* [Activity]
Return the entries below in their exact form, leaving the pictures out.

Segment Start: Data supplied

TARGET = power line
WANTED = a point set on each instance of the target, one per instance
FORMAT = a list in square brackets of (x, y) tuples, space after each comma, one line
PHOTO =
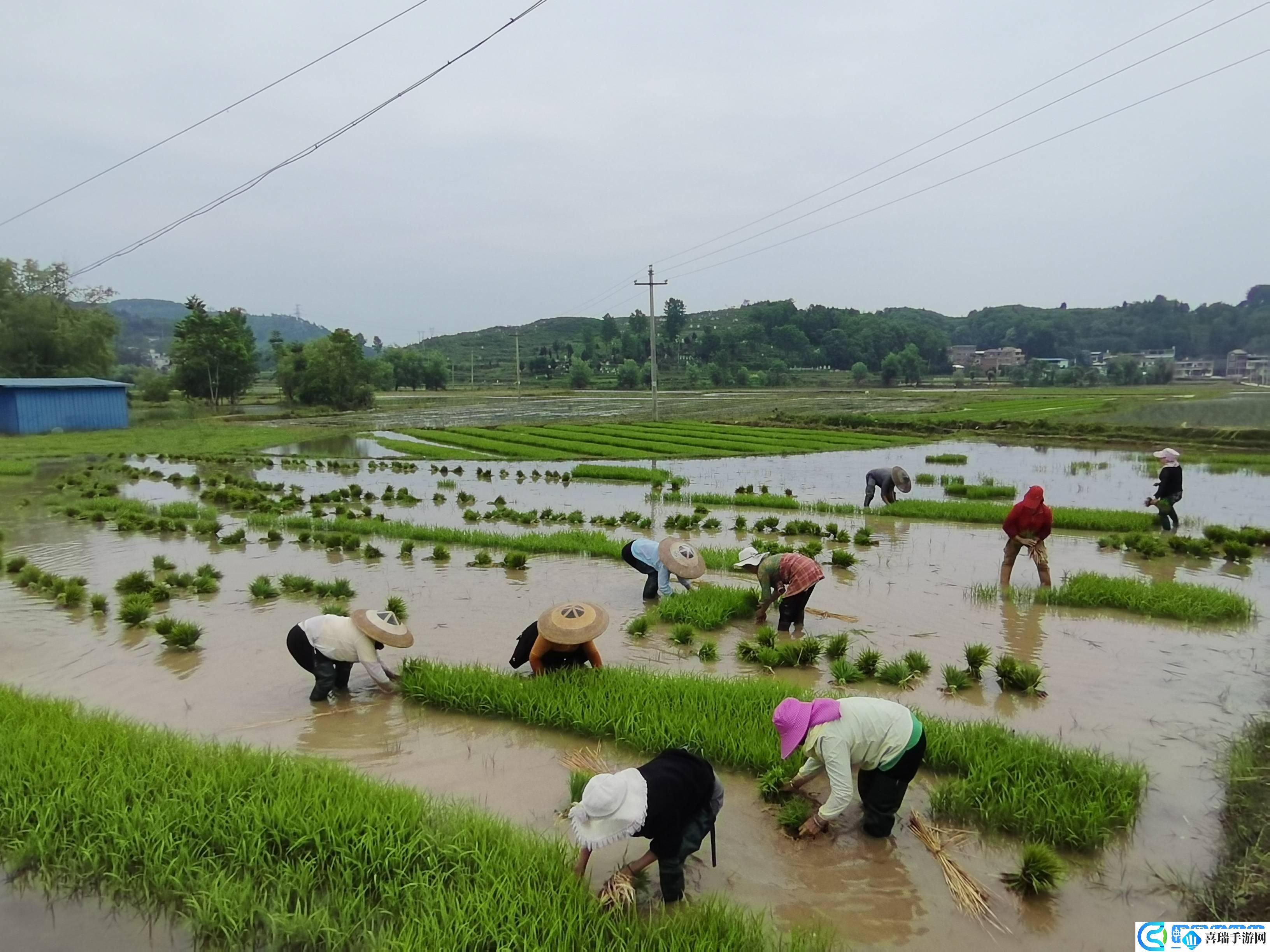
[(980, 168), (209, 119), (971, 141), (942, 135), (308, 150)]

Segment End: Data supplied

* [Exercise result]
TARGET = power line
WANTED = a point set on each instance of the target, one per instance
FORMAT = a list in square brackets of (x, y) tuples, space after each comma, one line
PHOTO =
[(980, 168), (209, 119), (971, 141), (942, 135), (308, 150)]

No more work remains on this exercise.